_PASSAGE TO READ_:

════════════════

# Best cold weather riding gloves



## jstar (Sep 21, 2016)

I’ve used the oven mitt in -23 Celsius, worked great.

I feel like there are other threads discussing warm gloves floating around this forum.


----------



## uxracer (Dec 16, 2019)

jstar said:


> I’ve used the oven mitt in -23 Celsius, worked great.
> 
> I feel like there are other threads discussing warm gloves floating around this forum.


Thank you!


----------



## phillyphan (Sep 22, 2016)

Kinco........use some waterproofer and bake them in the oven to make them better. https://www.murdochs.com/products/m...E1NylxH0aO6TjjaFqvHcn6HF41azkJdsaAuYHEALw_wcB


----------



## Craig64 (Jul 16, 2015)

uxracer said:


> Hi there,
> First time poster, so let me know if I'm out of place.
> Wondering what the current opinion is on best cold weather riding mittens.
> I've historically been a mitt with liner rider, but it's possible my new jacket (ak hover pro) might invite some new options..
> ...


I mainly prefer gloves and have never had a problem with [ak] Gore-tex Guide in extreme conditions. I wear my jacket/MW base layer wrist gaiters inside the glove as well as under cuff.

════════════════

_DATA EXTRACT_:
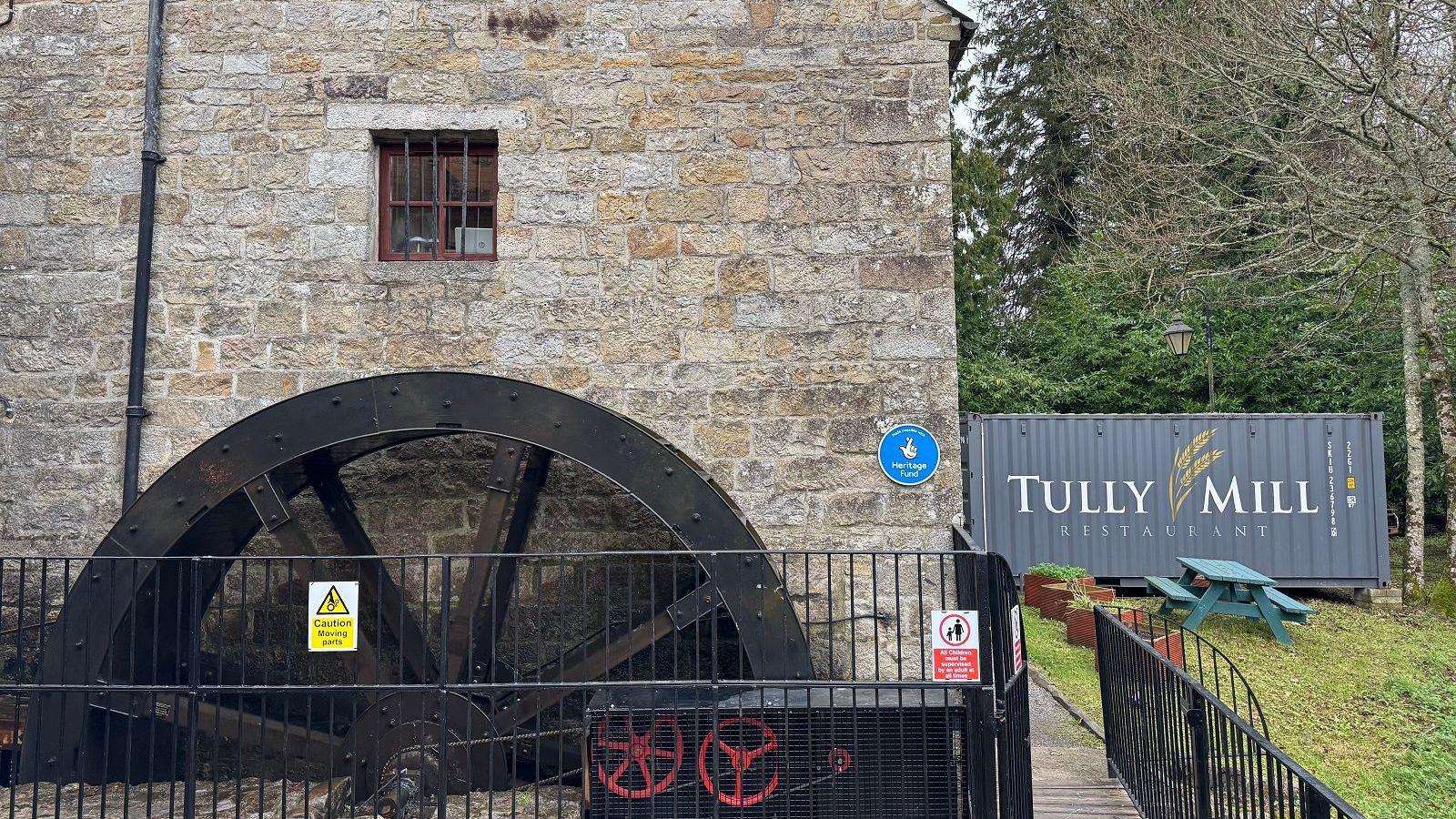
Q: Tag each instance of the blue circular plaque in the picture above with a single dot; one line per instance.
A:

════════════════

_TASK_:
Repeat word for word the passage of the thread on cold weather riding gloves that begins with the words containing "Kinco........use some waterproofer" and ends with "out of place.".

_OUTPUT_:
Kinco........use some waterproofer and bake them in the oven to make them better. https://www.murdochs.com/products/m...E1NylxH0aO6TjjaFqvHcn6HF41azkJdsaAuYHEALw_wcB


----------



## Craig64 (Jul 16, 2015)

uxracer said:


> Hi there,
> First time poster, so let me know if I'm out of place.